Source document

_ _ _ _

12 November 2008

She’s travelled between Brisbane and Paris to better understand skin cancer, and now UQ PhD student Marina Kvaskoff has been awarded a top French prize for her research.

Ms Kvaskoff, 28, is one of only 10 academics to win a 2008 L’Oreal France-UNESCO For Women in Science Award, with the prizes presented in Paris next week.

The awards are worth 10,000 Euros each and are given to French women completing PhDs in the life sciences to enable greater recognition for their work and to build a career in their chosen fields.

“Women are statistically underrepresented in the sciences, especially in research and more specifically at the upper professional levels,” Ms Kvaskoff said.

“Young women may see research as an unreachable world; this is indeed the vision I had of it myself as a young girl. However, women have specific resources of their own and I believe they have a lot to bring to research.”

Ms Kvaskoff’s PhD focuses on cutaneous melanoma, and whether its occurrence can be linked to hormonal, nutritional and genetic causes.

Central to her research is a large French database, the E3N cohort, which lists approximately 100,000 women born between 1925 and 1950 and includes their responses to bi-yearly health surveys.

The questionnaires carry information about the group’s exposure to certain factors (including hormonal treatments, diet, tobacco and alcohol consumption) and could help explain why certain conditions, including melanoma, develop over time.

“During my studies, I have always had an interest in studying cancer, and have generally directed my internships towards cancer research,” Ms Kvaskoff said.

“I started to study the epidemiology of cutaneous melanoma in 2005 during an internship at the Cancer Council Queensland, where I worked on sunburn and solarium use in Queenslanders.”

She then completed her masters in France, before deciding to undertake her doctoral studies as part of a “Cotutelle” program which allows her to pursue research jointly at the Queensland Institute for Medical Research and a French research laboratory (Inserm at the Institut Gustave Roussy in Paris).

Ms Kvaskoff said her studies stemmed from a desire to promote disease education and prevention, and named Nobel laureate Marie Curie as a research idol.

“She was an admirable person who imposed herself as a woman in a mainly-male scientific world, and whose discoveries left their mark in history,” Ms Kvaskoff said.

The L’Oreal France-UNESCO For Women in Science Award ceremony will take place on November 17 at the Palais de la Découverte in Paris.

_ _ _ _

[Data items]

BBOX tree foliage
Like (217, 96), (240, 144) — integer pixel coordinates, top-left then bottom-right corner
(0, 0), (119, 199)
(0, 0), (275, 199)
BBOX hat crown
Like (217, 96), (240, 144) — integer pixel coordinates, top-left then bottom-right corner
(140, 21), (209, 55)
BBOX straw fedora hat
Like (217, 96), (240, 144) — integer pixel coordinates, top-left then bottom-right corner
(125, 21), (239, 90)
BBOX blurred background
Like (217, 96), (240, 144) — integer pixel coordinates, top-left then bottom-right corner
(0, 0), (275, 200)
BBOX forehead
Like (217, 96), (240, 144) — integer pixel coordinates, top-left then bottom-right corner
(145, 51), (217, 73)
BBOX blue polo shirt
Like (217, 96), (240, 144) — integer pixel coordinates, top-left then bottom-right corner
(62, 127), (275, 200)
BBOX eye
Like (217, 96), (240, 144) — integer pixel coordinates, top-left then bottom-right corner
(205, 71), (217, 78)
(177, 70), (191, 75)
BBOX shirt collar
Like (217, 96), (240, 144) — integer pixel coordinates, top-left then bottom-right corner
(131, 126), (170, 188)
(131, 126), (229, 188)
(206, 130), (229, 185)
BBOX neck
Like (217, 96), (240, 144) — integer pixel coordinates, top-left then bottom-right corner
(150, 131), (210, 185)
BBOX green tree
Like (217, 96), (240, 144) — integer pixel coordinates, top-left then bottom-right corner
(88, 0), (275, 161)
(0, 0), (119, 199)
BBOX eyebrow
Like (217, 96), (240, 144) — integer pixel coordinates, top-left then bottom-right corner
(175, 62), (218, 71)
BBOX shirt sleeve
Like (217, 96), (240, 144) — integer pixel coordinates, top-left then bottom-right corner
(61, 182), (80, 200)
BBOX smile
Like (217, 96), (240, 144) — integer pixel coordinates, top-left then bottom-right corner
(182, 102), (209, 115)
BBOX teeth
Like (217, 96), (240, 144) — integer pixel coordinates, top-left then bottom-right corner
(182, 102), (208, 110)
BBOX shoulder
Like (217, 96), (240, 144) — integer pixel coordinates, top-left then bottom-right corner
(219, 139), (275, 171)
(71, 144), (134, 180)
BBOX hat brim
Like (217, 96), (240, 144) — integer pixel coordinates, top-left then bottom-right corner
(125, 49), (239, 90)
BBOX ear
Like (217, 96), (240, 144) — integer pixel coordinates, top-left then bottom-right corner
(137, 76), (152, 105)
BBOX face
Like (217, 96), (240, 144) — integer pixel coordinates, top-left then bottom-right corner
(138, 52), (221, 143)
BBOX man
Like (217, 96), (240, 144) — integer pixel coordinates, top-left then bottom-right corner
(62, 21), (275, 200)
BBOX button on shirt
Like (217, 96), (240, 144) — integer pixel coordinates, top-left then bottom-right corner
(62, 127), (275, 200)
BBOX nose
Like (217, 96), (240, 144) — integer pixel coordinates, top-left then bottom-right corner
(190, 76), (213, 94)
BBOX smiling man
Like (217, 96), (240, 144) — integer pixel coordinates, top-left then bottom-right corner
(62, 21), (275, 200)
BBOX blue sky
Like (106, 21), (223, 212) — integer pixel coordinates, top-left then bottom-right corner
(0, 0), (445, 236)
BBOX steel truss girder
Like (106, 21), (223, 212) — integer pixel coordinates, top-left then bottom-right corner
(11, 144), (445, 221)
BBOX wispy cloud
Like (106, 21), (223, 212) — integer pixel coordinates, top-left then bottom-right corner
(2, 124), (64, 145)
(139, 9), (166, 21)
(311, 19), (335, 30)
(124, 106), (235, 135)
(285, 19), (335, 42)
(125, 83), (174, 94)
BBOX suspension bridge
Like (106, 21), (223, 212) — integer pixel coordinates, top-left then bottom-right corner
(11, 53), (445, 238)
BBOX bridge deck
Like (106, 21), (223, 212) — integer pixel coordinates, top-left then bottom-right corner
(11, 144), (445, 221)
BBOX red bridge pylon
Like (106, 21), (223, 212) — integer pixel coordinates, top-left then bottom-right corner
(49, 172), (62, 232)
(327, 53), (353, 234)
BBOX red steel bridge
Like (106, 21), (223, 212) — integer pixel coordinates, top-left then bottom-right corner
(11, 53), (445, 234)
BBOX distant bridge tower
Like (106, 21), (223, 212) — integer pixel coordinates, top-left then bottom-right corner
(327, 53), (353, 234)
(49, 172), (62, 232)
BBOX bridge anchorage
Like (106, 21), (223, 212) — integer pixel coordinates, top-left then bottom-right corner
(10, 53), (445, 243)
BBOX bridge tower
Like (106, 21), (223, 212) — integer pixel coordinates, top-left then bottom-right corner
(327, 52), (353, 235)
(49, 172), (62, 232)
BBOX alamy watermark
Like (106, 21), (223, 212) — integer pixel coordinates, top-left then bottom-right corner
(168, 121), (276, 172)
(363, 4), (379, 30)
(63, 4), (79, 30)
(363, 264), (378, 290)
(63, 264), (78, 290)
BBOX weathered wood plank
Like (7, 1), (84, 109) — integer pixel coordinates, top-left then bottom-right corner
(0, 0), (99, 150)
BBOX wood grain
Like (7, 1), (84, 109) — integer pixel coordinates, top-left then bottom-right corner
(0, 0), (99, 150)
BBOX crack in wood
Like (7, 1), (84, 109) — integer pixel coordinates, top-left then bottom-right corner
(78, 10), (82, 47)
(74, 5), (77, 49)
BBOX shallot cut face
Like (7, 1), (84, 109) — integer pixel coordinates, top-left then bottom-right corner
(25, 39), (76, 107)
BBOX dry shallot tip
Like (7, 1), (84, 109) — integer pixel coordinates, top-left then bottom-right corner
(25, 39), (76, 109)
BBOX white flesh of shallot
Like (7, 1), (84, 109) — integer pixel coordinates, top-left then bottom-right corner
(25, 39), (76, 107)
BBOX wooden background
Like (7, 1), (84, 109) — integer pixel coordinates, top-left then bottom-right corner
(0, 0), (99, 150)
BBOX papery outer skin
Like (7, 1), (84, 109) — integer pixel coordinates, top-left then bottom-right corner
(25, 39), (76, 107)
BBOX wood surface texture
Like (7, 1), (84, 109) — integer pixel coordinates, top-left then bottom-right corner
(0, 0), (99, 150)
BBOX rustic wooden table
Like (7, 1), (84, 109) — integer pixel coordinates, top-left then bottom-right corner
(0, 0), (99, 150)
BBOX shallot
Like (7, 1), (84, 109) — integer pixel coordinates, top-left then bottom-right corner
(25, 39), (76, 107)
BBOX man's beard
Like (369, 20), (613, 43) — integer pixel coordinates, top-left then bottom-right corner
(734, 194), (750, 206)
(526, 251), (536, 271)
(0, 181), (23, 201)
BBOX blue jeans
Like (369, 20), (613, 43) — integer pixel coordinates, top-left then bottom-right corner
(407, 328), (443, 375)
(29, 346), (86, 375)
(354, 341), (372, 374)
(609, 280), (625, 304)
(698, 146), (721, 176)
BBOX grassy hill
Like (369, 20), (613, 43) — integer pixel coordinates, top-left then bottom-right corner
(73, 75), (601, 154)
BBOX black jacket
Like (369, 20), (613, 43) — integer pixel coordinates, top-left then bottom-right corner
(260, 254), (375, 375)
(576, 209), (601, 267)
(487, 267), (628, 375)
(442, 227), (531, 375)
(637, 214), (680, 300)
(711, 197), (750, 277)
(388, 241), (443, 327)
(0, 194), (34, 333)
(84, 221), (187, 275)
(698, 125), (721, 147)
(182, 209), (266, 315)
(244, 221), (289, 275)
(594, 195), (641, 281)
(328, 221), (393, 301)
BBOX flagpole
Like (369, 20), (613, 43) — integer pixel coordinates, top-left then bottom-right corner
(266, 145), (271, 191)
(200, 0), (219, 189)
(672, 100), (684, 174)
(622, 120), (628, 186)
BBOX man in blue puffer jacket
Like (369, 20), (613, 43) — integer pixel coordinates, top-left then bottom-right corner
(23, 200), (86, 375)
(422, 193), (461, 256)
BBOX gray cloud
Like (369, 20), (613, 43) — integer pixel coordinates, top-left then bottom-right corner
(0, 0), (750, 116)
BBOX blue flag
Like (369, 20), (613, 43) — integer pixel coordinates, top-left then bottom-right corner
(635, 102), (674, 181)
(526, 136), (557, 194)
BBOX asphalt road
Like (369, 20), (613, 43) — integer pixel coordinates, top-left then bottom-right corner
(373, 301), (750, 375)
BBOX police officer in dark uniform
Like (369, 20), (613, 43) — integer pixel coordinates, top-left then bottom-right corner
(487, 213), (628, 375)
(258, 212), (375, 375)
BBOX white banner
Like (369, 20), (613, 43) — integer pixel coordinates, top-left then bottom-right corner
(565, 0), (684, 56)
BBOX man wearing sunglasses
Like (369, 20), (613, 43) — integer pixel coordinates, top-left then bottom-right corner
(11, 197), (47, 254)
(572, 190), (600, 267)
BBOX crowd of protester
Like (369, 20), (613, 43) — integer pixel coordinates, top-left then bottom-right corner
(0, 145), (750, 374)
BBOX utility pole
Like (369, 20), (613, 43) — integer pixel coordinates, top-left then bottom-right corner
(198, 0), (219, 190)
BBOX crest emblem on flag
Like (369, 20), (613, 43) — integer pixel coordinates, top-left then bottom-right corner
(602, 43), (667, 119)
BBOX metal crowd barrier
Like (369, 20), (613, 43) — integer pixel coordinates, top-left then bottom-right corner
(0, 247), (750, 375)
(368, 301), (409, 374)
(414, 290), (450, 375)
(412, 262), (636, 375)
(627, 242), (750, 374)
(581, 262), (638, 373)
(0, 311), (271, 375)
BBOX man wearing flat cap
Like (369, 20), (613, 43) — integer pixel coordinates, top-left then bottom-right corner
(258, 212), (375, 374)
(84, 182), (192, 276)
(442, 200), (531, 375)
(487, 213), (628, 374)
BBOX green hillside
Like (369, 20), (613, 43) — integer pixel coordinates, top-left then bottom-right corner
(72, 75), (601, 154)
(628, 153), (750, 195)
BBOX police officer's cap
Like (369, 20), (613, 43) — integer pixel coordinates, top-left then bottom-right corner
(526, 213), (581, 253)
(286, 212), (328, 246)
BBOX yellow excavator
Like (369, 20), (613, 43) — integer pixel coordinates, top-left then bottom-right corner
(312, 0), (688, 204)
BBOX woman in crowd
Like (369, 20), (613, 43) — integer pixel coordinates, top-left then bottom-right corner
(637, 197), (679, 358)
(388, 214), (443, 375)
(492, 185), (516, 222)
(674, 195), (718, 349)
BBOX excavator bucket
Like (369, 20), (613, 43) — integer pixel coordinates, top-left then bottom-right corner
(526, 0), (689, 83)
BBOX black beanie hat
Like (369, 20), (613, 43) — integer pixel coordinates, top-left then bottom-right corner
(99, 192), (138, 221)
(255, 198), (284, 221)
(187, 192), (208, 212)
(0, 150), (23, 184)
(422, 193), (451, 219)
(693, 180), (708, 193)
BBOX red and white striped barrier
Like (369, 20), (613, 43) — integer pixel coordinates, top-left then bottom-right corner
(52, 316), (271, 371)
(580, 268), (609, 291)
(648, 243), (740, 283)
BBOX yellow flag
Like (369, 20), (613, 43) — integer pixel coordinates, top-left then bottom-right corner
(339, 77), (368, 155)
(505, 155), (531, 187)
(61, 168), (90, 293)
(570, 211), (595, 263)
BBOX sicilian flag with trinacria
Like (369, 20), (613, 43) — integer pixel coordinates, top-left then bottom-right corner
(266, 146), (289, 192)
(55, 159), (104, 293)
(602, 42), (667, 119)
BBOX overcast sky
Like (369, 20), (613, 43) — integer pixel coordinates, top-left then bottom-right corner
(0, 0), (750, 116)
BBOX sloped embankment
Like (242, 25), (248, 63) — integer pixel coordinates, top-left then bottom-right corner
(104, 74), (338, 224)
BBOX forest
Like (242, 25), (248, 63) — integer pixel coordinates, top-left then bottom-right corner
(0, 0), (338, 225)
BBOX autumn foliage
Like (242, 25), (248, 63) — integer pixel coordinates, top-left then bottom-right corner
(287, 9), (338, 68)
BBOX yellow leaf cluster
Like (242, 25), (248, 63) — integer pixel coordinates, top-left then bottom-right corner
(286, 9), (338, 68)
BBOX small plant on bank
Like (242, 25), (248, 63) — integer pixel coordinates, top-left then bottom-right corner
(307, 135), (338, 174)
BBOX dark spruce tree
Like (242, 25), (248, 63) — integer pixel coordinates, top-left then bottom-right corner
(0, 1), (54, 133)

_ _ _ _

What this exercise asks
1. Please transcribe the part of the news story between "Central to her" and "bi-yearly health surveys.", inclusive.
2. How many women does the news story say are listed in the E3N cohort?

Answer list
1.
Central to her research is a large French database, the E3N cohort, which lists approximately 100,000 women born between 1925 and 1950 and includes their responses to bi-yearly health surveys.

2. Approximately 100,000 women.